**Actions to take**
A. According to the Tesla coil message, what can switch hundreds to thousands of amps?
B. Extract every line of the entries that contains the string "outline".

**Source document**
=-=-=-=-=
At 02:43 AM 11/25/98 -0700, you wrote:

>From: Marco Denicolai-at-MARTIS on 23.11.98 09:10

>My questions are:
>
>1. What is still not understood about Tesla Coils and what would be worth
>investigating about?

How can a more efficient, smaller and safer device be created and the state
of the art advanced?

How about the secondary arc? How can it be controlled & directed?

>3. What you would start researchin about, if you were me?

Research Dual-Mode coil:
CW/tube coils lack big output sparks. Impulse coils lack high continous
power. Why not combine the two? Laser and high pressure sodium power
supplies apply a high voltage pulse to ionize the medium, then reduce the
voltage and increase current. Dynamic impedance matching is the issue, to
match the changing plasma impedance. The trick (for me, anyways) is
protecting a solid-state CW amplifier from the high-power impulse. Ferrite
and spark gaps could work.

Use solid state & magnetics to reduce footprint:
IGBT can switch hundreds to thousands of amps. Common switch mode IC's can
regulate and protect them. Metalic glasses and ferrites can be used in low
loss high frequency and power dense magnetic cores. High pressure air-freon,
or even oil maybe, can insulate megavolts. Its about time for a miniature,
solid-state coil. Problem for me is, I find RD destructive, and I can't
imagine developing one without destroying a several 100 - 1000 of $$$ in
parts.
=-=-=-=-=
Records from a collection:
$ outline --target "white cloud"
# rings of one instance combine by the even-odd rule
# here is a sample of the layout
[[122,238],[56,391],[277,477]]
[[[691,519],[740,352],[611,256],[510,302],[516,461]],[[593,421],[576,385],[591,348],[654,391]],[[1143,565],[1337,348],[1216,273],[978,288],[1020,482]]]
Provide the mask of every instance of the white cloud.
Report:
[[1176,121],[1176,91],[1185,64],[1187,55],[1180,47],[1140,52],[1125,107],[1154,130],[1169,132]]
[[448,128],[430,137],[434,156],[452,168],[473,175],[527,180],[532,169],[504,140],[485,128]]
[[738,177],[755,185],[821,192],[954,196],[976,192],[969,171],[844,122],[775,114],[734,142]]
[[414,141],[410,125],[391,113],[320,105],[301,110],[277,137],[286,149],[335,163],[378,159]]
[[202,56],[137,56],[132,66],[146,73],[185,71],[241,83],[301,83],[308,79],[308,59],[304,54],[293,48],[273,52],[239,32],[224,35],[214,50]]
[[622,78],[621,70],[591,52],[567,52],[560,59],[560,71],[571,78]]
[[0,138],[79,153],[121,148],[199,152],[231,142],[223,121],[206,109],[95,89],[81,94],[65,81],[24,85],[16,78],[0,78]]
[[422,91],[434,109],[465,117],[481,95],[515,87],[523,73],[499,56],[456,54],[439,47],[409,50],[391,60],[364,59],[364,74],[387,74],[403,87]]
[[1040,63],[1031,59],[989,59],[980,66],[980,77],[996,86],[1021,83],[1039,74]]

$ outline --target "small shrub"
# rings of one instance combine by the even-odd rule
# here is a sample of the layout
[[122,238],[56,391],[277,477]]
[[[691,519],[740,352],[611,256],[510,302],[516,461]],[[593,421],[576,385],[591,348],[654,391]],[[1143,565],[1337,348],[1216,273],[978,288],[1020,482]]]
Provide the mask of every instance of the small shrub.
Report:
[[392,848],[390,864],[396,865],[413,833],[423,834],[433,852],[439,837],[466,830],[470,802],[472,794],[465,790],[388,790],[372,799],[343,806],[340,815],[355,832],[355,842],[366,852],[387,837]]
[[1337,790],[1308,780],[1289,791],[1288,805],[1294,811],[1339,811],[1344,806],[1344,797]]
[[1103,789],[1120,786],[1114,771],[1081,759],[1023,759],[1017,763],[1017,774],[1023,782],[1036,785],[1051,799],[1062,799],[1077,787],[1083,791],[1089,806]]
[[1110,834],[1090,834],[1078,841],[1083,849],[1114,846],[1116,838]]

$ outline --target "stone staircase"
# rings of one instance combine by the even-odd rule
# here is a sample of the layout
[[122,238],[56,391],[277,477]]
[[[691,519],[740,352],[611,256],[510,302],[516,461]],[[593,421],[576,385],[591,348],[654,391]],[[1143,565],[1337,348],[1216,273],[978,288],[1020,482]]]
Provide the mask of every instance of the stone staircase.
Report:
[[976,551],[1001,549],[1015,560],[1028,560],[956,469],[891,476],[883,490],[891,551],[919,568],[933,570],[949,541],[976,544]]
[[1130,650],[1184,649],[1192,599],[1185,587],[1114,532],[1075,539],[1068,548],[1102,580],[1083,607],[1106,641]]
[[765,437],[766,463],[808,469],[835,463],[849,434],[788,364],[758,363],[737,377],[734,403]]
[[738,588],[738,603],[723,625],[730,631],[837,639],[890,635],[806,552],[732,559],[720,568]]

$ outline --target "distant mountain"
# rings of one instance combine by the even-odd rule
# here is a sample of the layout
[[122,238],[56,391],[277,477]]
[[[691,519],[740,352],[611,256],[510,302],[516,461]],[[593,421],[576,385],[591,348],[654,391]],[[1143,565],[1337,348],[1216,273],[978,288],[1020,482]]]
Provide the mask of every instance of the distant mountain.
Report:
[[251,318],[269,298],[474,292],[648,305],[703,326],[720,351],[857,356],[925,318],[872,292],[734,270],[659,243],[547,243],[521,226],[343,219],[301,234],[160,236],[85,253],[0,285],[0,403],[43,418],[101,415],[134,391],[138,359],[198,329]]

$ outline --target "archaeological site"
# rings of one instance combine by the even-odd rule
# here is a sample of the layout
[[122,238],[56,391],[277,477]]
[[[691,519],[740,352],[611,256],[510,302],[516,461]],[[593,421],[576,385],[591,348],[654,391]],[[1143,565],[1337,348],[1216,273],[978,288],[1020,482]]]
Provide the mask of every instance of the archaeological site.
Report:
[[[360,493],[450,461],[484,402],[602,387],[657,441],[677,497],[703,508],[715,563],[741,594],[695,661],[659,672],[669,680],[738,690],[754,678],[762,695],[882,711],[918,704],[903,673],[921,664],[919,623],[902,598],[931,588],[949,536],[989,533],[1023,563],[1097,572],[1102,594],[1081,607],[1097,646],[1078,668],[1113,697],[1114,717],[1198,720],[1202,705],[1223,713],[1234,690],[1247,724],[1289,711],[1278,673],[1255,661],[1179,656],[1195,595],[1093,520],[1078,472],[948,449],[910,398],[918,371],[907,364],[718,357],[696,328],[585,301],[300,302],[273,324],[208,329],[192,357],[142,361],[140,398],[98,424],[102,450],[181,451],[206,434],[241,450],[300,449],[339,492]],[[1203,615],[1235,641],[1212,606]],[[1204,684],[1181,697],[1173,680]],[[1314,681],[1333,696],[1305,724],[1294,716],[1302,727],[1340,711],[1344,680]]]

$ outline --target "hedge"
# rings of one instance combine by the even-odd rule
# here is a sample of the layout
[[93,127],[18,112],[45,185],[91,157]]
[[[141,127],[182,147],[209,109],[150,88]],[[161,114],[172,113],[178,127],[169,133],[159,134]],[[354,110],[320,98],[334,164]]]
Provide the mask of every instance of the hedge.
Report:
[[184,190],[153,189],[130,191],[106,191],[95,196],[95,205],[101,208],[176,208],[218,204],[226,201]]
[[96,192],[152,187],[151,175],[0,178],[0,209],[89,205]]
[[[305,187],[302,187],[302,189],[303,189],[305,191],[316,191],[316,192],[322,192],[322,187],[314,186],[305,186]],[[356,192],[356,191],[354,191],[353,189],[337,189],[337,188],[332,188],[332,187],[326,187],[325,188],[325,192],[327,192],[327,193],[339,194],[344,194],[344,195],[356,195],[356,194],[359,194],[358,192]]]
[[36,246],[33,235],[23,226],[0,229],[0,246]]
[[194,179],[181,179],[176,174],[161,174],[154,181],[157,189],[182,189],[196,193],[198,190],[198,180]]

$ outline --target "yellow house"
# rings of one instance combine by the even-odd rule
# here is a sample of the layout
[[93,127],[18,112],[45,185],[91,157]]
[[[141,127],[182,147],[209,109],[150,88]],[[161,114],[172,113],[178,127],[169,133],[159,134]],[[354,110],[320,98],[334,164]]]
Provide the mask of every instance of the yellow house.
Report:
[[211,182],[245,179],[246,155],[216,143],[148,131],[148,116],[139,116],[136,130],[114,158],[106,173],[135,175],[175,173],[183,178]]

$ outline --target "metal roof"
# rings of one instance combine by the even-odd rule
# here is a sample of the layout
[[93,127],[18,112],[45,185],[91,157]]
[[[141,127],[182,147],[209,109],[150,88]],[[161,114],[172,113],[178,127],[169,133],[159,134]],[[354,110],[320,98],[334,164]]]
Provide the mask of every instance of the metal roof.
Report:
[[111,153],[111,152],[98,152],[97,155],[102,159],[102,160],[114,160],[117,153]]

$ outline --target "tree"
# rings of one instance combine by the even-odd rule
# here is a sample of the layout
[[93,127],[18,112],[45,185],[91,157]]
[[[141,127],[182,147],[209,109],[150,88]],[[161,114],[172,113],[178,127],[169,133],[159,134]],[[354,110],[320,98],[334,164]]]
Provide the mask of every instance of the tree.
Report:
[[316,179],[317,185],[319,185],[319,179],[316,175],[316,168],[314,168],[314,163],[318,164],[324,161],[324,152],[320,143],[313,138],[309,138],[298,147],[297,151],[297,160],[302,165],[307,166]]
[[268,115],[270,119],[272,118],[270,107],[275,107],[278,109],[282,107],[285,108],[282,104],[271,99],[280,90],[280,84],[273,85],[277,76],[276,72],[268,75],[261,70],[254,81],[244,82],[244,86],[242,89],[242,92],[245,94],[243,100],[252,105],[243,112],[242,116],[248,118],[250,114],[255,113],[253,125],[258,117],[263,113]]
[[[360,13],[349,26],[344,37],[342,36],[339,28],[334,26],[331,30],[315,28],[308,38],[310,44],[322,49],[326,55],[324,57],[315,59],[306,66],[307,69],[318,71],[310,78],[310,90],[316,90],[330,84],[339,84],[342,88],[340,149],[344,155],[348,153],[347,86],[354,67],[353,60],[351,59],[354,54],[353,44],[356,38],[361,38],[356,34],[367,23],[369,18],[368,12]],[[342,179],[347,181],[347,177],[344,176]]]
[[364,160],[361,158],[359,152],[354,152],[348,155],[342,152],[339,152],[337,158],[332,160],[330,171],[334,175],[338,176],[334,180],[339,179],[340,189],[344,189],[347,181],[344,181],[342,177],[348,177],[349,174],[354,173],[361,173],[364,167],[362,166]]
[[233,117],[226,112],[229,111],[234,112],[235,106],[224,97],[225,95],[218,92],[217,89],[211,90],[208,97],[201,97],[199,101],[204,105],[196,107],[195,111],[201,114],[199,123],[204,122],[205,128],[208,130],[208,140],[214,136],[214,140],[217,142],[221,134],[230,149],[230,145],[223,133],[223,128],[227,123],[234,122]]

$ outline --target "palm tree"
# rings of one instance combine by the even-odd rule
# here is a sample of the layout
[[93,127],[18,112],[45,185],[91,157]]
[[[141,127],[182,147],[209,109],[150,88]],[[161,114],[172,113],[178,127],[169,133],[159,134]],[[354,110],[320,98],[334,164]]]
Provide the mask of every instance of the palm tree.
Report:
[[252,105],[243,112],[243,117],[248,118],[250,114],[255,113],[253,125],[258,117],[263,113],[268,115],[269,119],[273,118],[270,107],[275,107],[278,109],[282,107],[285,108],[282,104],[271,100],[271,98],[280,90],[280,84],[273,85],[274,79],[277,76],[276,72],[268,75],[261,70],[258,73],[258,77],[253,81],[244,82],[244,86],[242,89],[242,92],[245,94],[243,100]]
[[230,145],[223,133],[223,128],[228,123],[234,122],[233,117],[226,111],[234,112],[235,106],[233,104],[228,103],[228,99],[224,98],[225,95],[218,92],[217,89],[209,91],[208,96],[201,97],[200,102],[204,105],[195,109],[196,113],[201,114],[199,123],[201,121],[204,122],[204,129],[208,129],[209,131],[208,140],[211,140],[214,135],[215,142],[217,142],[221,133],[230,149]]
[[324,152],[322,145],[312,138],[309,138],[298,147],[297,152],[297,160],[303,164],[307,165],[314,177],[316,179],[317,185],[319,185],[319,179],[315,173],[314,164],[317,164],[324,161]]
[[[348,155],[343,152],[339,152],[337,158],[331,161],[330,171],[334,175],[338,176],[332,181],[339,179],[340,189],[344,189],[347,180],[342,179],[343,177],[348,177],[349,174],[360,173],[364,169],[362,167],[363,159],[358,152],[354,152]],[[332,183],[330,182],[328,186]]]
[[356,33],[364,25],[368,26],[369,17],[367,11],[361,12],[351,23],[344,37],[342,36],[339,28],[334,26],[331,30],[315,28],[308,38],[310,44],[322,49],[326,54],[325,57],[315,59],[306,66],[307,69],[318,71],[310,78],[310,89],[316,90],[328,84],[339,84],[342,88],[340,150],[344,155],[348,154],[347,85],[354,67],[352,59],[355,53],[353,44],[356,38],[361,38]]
=-=-=-=-=
**Responses per task**
A. IGBT

B.
$ outline --target "white cloud"
$ outline --target "small shrub"
$ outline --target "stone staircase"
$ outline --target "distant mountain"
$ outline --target "archaeological site"
$ outline --target "hedge"
$ outline --target "yellow house"
$ outline --target "metal roof"
$ outline --target "tree"
$ outline --target "palm tree"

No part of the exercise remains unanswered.